Article:
Whatever happened to quiet time? “Because I love the new you.”

THIS IS NOT A WHINGE.

Many of us seem to be spending more and more time working, or doing work-related things. The days of the 9-to-5 are a nostalgic dream. Work-style forms of communication along with the demand for 24/7 fast response seem to have permeated our social lives too.

These days, you’ll routinely see parents (usually mothers) pushing buggies with one hand, while apparently texting with another. Even that is an out-of-date interpretation – as they are more likely to be communicating via a social media network.

The Blackberry was launched as a business tool allowing push-form email to reach busy peripatetic executives so they could keep in touch with their office. These days, it is an ‘essential’ tool in the management of a busy home life. Even parents who stay at home, to look after their children, routinely use instant messaging and the social media (esp Facebook) to keep in touch with friends and relatives throughout the day.

Just as employers began to fight back against the tide of social media and the “misuse” of work-based PCs for personal purposes, so they discovered that they had to embrace Facebook, twitter and LinkedIn for their own activities. At the same time, the platform switched from PC to smartphone and was effectively removed from their control.

Data items:
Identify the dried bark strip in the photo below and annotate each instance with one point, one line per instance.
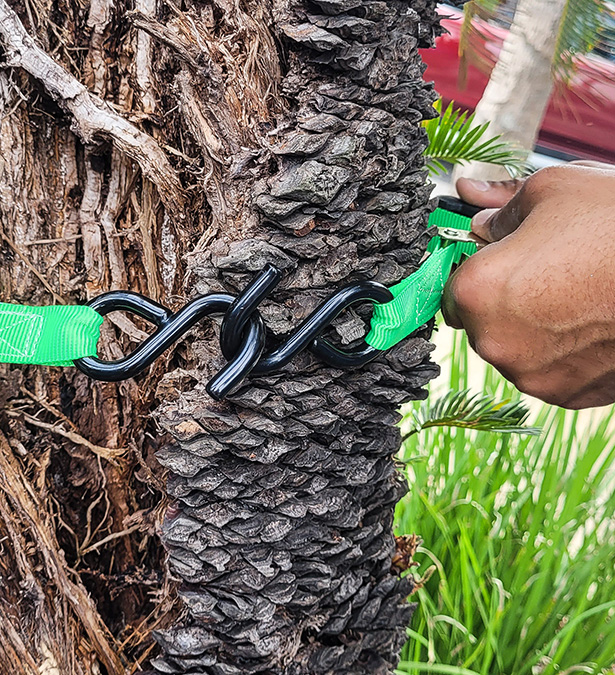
(92, 117)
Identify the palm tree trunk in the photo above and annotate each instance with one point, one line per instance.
(516, 97)
(174, 149)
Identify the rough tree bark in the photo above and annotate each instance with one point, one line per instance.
(174, 149)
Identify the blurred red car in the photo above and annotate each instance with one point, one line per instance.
(580, 120)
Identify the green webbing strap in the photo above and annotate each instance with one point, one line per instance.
(48, 336)
(418, 298)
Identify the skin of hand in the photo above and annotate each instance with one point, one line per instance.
(538, 301)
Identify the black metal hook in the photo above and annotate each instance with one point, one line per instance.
(242, 336)
(307, 335)
(171, 327)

Work to complete:
**A)** Repeat everything in the piece on quiet time from "These days, you’ll" down to "throughout the day.".
**B)** List every social media network that the piece on quiet time names.

Full answers:
**A)**
These days, you’ll routinely see parents (usually mothers) pushing buggies with one hand, while apparently texting with another. Even that is an out-of-date interpretation – as they are more likely to be communicating via a social media network.

The Blackberry was launched as a business tool allowing push-form email to reach busy peripatetic executives so they could keep in touch with their office. These days, it is an ‘essential’ tool in the management of a busy home life. Even parents who stay at home, to look after their children, routinely use instant messaging and the social media (esp Facebook) to keep in touch with friends and relatives throughout the day.

**B)** Facebook, twitter, LinkedIn